# SUPPLIED TEXT
· · · · ·

A debate is brewing on Capitol Hill over the treatment of Medicare patients who need rehab after a hospital stay. Typically, these patients can be treated at several types of facilities – but the government is taking an interest because the costs vary greatly.
If a patient leaves the hospital needing rehabilitation, it can typically be administered from a variety of facilities, depending on the injury. They include:
- specialized rehab hospitals,
- a skilled nursing facility,
- outpatient therapists, or
- in home health care aides.
The current debate is over the fact that the cost for rehab hospitals are much higher than the costs for treatment at skilled nursing facilities. This issue re-surfaced in June, after a report was released from MedPAC – the Medicare Payment Advisory Commission.
Roll Call, the privately-owned Congressional news site, called attention to the disparities noted in the MedPAC June report to Congress:
Currently, Medicare pays more for the care at rehab hospitals than it does at nursing facilities. However, the Medicare Payment Advisory Commission, the panel known as MedPAC that gives lawmakers guidance on Medicare policies, said in a report this year that at least for some conditions, the higher payments may not always be justified.
The debate now is over a push to so-called “site-neutral” Medicare payments, where Medicare could decide to pay the two types of facilities – rehab hospitals and skilled nursing facilities — the same for the same treatment, regardless of what they’re charging.

· · · · ·

# DATA LISTING

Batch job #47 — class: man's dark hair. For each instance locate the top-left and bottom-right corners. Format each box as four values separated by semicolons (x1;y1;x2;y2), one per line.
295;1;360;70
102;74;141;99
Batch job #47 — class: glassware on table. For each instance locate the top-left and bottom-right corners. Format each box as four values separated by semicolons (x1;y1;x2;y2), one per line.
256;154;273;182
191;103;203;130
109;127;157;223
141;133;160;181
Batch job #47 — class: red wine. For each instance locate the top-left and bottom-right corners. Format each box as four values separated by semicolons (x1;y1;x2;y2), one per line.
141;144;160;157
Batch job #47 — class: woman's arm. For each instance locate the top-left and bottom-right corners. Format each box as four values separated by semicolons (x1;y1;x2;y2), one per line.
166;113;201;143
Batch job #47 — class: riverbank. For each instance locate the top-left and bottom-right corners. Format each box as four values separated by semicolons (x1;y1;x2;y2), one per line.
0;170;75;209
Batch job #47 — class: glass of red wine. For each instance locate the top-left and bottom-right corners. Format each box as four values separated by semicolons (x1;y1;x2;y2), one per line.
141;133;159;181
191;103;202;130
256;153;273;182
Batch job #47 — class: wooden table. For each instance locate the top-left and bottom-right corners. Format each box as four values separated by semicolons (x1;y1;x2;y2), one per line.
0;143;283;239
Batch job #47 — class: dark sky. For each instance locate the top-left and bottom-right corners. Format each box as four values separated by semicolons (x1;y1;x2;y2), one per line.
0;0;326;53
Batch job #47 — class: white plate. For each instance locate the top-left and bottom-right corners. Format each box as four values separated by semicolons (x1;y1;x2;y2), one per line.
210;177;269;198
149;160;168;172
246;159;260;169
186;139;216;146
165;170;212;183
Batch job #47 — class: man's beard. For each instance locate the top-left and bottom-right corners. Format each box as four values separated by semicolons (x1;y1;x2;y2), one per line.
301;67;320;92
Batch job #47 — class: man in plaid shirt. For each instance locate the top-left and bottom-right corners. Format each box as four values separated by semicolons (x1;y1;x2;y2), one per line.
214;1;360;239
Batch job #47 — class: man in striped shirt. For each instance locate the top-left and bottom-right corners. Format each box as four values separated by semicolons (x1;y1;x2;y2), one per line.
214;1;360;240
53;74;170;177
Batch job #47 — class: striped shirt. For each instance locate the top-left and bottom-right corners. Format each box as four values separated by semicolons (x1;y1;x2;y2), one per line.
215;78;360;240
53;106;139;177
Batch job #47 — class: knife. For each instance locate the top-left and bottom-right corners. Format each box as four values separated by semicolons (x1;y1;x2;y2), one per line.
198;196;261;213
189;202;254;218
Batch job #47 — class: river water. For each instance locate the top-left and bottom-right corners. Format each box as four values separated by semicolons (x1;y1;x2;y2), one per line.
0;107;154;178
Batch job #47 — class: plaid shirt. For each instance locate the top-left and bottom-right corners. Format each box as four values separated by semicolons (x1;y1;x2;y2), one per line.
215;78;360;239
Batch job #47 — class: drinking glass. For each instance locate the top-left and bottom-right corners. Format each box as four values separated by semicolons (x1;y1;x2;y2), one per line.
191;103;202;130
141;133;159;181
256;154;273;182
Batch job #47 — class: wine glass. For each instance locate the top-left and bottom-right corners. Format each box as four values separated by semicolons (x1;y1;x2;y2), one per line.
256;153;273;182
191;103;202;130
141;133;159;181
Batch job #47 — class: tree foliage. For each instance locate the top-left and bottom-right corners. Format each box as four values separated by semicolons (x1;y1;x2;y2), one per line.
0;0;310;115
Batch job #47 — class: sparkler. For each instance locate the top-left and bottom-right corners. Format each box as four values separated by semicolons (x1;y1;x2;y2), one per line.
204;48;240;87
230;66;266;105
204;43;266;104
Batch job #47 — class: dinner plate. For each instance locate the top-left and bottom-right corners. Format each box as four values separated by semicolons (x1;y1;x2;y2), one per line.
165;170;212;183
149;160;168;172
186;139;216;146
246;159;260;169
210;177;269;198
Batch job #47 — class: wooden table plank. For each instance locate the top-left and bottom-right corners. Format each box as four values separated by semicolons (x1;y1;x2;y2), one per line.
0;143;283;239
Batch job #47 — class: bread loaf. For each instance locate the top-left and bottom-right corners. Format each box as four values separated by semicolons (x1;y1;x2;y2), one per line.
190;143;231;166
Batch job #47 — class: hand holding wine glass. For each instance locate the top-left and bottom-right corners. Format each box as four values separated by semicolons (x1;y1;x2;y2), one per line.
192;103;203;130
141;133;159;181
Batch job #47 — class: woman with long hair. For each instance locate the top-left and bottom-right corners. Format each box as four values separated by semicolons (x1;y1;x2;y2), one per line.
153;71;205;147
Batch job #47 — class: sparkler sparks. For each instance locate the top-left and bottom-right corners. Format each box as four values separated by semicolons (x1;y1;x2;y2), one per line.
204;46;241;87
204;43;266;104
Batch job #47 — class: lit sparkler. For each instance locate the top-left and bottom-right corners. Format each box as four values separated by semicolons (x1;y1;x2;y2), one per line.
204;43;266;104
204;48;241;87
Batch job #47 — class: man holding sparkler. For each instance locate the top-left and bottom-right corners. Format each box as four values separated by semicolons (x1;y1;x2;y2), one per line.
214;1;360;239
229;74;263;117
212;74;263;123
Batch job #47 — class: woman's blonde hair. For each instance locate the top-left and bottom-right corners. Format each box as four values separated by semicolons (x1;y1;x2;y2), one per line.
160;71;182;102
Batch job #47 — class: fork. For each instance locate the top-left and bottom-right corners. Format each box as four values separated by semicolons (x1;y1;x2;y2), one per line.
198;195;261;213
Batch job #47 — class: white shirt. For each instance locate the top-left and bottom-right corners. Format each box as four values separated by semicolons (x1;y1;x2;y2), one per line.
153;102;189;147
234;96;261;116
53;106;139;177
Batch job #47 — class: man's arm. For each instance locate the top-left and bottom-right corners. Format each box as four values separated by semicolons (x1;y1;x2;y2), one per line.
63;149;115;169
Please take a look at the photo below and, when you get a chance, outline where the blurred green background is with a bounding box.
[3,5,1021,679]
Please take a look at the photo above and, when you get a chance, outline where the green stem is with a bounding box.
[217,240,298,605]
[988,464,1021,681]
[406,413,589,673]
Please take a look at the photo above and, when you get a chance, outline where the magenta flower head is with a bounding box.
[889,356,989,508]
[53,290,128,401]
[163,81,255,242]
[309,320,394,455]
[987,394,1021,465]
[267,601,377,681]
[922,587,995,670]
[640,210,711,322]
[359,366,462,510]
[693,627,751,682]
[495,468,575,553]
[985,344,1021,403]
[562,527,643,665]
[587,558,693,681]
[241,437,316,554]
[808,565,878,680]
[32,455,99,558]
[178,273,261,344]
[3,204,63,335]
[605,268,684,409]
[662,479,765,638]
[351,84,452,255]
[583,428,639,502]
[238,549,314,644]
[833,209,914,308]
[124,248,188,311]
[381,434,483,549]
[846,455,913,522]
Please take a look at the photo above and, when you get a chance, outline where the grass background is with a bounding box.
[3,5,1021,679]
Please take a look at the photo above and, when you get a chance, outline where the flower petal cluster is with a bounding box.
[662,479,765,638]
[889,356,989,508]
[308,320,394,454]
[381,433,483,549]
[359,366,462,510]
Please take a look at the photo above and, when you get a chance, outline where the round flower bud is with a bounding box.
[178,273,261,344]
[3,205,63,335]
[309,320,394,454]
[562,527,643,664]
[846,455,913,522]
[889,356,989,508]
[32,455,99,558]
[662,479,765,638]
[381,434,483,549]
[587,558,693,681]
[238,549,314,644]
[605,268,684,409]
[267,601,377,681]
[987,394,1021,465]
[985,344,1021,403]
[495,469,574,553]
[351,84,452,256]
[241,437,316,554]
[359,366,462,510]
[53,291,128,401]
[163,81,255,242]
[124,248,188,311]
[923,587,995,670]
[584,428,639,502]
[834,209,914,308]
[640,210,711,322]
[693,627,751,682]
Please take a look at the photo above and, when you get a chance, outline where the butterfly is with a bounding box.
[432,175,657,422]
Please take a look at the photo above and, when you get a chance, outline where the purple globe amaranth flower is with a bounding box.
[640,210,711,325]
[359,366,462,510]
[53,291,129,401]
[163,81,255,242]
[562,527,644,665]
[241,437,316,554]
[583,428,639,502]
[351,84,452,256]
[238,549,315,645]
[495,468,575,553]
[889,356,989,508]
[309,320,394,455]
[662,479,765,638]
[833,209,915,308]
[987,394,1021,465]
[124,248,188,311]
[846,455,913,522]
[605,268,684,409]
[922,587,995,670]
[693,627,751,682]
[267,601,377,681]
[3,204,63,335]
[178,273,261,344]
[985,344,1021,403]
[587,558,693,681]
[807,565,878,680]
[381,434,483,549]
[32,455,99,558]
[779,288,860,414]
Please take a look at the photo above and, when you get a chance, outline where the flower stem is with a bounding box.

· · · · ·

# REQUIRED ACTION A
From the article on Medicare rehab payments, list every type of facility or provider that it says can administer rehabilitation after a patient leaves the hospital.
# REQUIRED ACTION B
According to the article on Medicare rehab payments, which news site called attention to the disparities in the MedPAC June report to Congress?

# TASK SOLUTION A
- specialized rehab hospitals
- a skilled nursing facility
- outpatient therapists
- in home health care aides

# TASK SOLUTION B
Roll Call, the privately-owned Congressional news site.